* **RECORDS TO USE**

-- BEGIN --

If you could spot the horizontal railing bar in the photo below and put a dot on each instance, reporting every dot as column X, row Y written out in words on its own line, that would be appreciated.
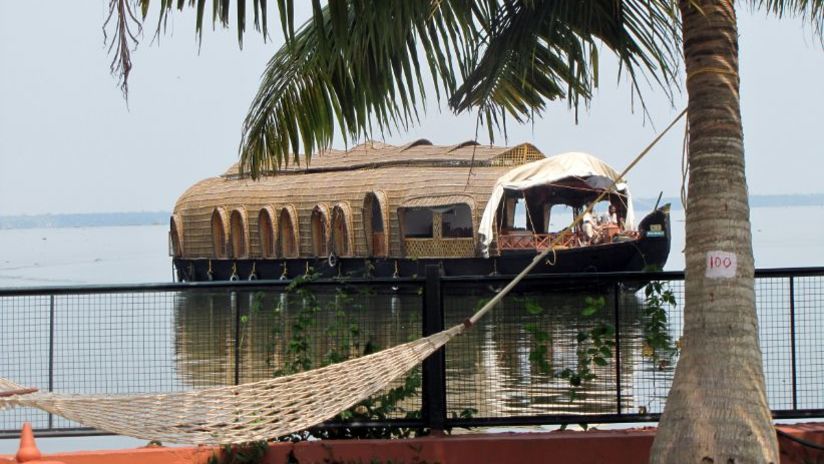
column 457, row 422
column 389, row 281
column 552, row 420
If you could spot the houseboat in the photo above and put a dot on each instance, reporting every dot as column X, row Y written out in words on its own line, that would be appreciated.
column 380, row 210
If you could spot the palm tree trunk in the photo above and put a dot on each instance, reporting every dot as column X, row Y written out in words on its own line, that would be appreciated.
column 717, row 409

-- END --
-- BEGIN --

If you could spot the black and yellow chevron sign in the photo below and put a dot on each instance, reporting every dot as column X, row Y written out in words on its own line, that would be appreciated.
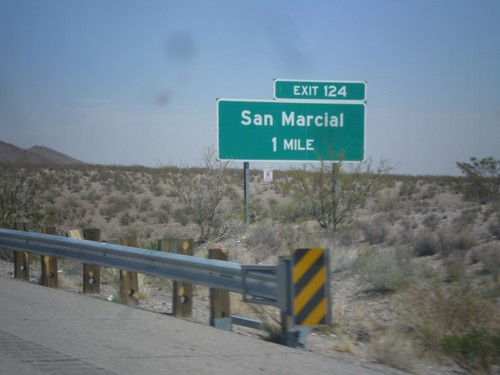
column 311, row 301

-- END --

* **GOAL OF THE EXERCISE**
Retype only the lines of the entries beginning with the line that contains "If you could spot the houseboat" and continuing through the line that contains "column 380, row 210", with both of those lines included.

* **FINAL ANSWER**
If you could spot the houseboat in the photo above and put a dot on each instance, reporting every dot as column X, row Y written out in words on its own line, that would be appreciated.
column 380, row 210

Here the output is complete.